▶ Arahan Tugas
1. Dalam teks tentang gugatan perceraian, pasal dan ayat KHI mana yang menyatakan bahwa gugatan perceraian diajukan oleh istri atau kuasanya?
2. Tampilkan ulang persis baris-baris entri mulai dari baris yang memuat "[Batch spec] Target class: white cumulus" hingga dan termasuk baris yang memuat "[[783, 274, 1344, 716]]".
--- Teks yang Diberikan ---
Lihat ke Halaman Asli

Kasturi Tari

mahasiswa jurusan hukum univeritas bangka belitung

Menelisik Faktor Keberhasilan Upaya Hukum Versed terhadap Putusan Verstek dalam Perkara Gugatan Perceraian

Diperbarui: 25 Mei 2024   17:22

Kompasiana adalah platform blog. Konten ini menjadi tanggung jawab bloger dan tidak mewakili pandangan redaksi Kompas.

Ilmu Sosbud dan Agama. Sumber ilustrasi: PEXELS

Perinikahan merupakan ibadah dalam agama islam tidak hanya sekedar ibadah namun memiliki arti yang sangat sankral dan di lakukan sekali dalam seumur hidup. Namun faktanya tidak seindah cerita novel, terkadang ada saja badai yang menerpa keharmonisan rumah tangga seseorang dari yang ringan hingga menimbulkan konflik yang sangat sulit diredakan sehingga membuat para pasangan suami istri memutuskan untuk berpisah atau bercerai.

Sebelum menelisik lebih lanjut Mengenai Upaya hukum versed dalam putusan verstek maka perlu diketahui terlebih dahulu apa definisi dari gugat cerai: Dalam konteks hukum islam (yang terdapat dalam KHI), istilah cerai gugat berbeda dengan yang terdapat dalam UUP maupun PP 9/175. Jika dalam UUP dan PP 9/1975 dikatakan bahwa gugatan cerai dapat diajukan oelah suami atau istri, mengenai gugatan cerai menurut KHI adalah gugatan yang diajukan oleh istri yang terdapat dalam pasal 132 ayat (1) KHI yang berbunyi: "gugatan perceraian diajukan oleh istri atau kuasanya pada pengadilan agama, yang didaerah hukumnya mewilayahi tempat tinggal penggugat kecuali istri meninggalkan tempat kediaman suami tanpa izin suami."
--- Materi yang Disediakan ---
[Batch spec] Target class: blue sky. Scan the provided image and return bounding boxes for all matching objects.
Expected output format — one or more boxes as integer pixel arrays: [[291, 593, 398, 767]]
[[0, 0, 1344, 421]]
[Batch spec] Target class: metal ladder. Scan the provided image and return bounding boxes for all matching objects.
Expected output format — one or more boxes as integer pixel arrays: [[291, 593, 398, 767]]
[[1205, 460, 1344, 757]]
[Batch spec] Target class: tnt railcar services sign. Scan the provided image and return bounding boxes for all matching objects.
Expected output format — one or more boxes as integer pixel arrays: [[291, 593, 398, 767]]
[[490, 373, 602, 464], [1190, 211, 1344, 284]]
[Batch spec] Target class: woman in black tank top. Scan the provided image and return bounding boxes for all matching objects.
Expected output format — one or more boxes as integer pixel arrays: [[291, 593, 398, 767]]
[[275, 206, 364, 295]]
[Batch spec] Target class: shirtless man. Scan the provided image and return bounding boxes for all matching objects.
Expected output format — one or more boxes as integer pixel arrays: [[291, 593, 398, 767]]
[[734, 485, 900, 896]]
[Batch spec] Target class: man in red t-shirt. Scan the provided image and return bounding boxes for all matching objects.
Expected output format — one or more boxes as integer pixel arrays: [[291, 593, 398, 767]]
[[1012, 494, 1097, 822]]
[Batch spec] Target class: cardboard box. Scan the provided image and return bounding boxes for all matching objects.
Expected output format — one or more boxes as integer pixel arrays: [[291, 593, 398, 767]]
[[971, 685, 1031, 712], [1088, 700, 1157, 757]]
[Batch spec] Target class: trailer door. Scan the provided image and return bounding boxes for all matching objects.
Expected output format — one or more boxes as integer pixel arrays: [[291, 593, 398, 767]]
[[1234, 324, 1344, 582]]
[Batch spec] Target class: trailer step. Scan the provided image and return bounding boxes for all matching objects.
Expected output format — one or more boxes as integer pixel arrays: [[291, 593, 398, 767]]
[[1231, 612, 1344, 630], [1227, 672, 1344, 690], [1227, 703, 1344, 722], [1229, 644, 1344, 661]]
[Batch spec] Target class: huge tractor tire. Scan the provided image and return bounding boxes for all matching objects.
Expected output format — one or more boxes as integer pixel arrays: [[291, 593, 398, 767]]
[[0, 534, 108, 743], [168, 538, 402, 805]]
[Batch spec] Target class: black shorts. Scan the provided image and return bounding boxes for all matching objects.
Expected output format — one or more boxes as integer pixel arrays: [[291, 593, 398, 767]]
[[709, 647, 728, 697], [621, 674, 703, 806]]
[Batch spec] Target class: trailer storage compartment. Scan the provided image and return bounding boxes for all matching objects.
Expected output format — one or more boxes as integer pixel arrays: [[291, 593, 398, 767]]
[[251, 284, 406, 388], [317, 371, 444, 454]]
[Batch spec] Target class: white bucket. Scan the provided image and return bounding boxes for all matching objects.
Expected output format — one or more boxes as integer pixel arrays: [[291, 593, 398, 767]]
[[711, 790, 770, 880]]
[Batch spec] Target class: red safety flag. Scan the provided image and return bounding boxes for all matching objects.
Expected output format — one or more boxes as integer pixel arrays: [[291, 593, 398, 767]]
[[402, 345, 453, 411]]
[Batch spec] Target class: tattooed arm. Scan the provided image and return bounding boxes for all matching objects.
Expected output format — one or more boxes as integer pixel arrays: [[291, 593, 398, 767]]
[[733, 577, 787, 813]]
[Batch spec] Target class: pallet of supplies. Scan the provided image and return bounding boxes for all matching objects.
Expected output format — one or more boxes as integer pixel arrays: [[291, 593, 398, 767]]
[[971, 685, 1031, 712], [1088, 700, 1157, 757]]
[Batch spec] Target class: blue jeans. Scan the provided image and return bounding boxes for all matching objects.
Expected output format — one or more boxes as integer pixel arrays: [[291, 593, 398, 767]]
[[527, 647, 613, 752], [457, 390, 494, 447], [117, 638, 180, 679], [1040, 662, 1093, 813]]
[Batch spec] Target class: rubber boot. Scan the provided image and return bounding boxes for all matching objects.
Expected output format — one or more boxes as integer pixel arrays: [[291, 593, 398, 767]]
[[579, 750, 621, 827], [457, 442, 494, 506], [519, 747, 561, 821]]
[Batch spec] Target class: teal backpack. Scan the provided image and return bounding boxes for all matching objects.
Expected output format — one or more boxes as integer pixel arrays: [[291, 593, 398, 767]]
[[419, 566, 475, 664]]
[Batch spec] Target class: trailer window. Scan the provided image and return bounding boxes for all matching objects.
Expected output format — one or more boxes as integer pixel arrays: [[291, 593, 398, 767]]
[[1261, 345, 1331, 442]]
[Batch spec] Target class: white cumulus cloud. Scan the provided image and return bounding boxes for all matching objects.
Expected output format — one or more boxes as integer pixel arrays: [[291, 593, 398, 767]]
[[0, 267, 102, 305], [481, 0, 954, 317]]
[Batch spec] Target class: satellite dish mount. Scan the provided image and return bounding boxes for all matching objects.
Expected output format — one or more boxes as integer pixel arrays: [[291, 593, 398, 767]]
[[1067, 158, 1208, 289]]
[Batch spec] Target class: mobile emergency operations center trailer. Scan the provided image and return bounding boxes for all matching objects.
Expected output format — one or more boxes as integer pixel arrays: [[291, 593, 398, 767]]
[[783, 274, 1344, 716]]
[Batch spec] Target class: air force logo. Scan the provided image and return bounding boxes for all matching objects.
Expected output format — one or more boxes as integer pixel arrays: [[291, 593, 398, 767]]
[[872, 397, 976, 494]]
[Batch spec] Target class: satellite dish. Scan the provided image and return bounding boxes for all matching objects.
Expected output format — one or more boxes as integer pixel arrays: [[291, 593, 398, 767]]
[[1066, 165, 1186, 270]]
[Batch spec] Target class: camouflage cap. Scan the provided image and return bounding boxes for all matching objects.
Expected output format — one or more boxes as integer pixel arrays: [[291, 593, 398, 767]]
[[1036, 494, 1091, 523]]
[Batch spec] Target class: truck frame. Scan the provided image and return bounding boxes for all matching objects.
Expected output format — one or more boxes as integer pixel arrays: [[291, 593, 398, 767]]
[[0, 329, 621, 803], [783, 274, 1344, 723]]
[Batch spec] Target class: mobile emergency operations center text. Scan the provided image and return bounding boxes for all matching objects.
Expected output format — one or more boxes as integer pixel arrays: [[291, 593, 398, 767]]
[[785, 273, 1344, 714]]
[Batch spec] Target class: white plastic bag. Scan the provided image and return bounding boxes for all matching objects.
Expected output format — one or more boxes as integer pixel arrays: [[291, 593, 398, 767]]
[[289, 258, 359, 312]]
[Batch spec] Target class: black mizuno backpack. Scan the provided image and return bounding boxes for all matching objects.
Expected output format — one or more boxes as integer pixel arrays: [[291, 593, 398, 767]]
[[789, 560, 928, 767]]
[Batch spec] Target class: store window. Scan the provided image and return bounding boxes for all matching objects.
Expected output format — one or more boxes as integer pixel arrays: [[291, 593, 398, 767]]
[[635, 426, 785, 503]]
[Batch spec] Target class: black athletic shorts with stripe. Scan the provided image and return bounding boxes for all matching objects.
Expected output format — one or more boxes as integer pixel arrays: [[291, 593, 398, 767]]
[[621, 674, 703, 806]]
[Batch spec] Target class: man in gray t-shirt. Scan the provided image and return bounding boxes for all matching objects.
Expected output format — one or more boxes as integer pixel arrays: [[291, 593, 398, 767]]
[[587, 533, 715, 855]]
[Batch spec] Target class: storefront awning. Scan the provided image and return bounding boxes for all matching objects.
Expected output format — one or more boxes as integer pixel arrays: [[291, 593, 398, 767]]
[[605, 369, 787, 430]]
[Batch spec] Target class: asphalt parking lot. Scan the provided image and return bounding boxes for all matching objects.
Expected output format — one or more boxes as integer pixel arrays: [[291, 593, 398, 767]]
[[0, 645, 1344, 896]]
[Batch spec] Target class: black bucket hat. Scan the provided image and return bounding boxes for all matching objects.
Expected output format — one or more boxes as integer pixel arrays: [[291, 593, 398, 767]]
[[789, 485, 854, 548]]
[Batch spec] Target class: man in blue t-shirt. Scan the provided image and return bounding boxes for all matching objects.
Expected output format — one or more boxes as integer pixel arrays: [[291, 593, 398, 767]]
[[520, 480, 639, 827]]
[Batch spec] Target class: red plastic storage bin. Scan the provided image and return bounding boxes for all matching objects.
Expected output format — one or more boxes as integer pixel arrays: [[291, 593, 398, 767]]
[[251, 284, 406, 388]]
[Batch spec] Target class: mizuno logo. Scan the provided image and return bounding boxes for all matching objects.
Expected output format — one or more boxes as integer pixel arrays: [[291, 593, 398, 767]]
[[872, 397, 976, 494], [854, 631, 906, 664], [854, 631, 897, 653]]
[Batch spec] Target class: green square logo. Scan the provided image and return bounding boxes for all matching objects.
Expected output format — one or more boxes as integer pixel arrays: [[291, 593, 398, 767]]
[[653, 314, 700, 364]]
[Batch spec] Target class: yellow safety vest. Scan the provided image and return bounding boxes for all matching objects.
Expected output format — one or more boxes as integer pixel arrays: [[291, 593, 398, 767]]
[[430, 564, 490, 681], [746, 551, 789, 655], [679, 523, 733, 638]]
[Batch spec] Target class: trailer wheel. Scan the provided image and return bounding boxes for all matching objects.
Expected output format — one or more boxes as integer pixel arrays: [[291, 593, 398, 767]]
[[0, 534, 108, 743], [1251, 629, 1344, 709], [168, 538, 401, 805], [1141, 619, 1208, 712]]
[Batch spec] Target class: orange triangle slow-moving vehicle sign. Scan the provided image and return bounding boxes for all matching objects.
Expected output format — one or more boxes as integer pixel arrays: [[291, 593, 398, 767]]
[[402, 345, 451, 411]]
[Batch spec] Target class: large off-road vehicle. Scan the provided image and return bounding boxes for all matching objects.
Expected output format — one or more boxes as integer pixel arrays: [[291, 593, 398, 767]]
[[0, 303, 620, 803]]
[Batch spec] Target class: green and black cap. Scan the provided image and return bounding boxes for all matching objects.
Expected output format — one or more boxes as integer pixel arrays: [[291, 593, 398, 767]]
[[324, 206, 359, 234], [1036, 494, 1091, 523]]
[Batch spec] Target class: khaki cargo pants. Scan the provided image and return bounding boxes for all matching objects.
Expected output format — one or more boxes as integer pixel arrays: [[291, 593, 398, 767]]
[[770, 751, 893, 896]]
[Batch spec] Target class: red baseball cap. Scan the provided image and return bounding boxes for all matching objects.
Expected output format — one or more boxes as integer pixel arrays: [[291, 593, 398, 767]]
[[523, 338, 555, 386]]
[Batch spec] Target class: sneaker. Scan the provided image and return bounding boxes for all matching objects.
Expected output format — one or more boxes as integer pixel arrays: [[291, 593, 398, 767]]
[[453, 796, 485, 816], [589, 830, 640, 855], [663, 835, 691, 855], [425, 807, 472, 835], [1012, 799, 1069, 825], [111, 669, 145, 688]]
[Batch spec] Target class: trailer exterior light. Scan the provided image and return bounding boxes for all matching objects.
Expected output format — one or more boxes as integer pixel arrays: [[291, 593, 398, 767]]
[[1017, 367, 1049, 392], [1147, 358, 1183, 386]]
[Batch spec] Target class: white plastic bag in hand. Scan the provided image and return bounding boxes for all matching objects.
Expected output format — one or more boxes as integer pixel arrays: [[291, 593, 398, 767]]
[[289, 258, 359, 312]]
---
▶ Jawaban Tugas
1. Pasal 132 ayat (1) KHI.

2.
[Batch spec] Target class: white cumulus cloud. Scan the provided image and return bounding boxes for all matching objects.
Expected output format — one or more boxes as integer pixel arrays: [[291, 593, 398, 767]]
[[0, 267, 102, 305], [481, 0, 954, 317]]
[Batch spec] Target class: satellite dish mount. Scan the provided image and return bounding boxes for all matching objects.
Expected output format — one or more boxes as integer pixel arrays: [[291, 593, 398, 767]]
[[1067, 158, 1208, 289]]
[Batch spec] Target class: mobile emergency operations center trailer. Scan the provided image and return bounding boxes for all matching objects.
Expected output format — one or more boxes as integer pixel arrays: [[291, 593, 398, 767]]
[[783, 274, 1344, 716]]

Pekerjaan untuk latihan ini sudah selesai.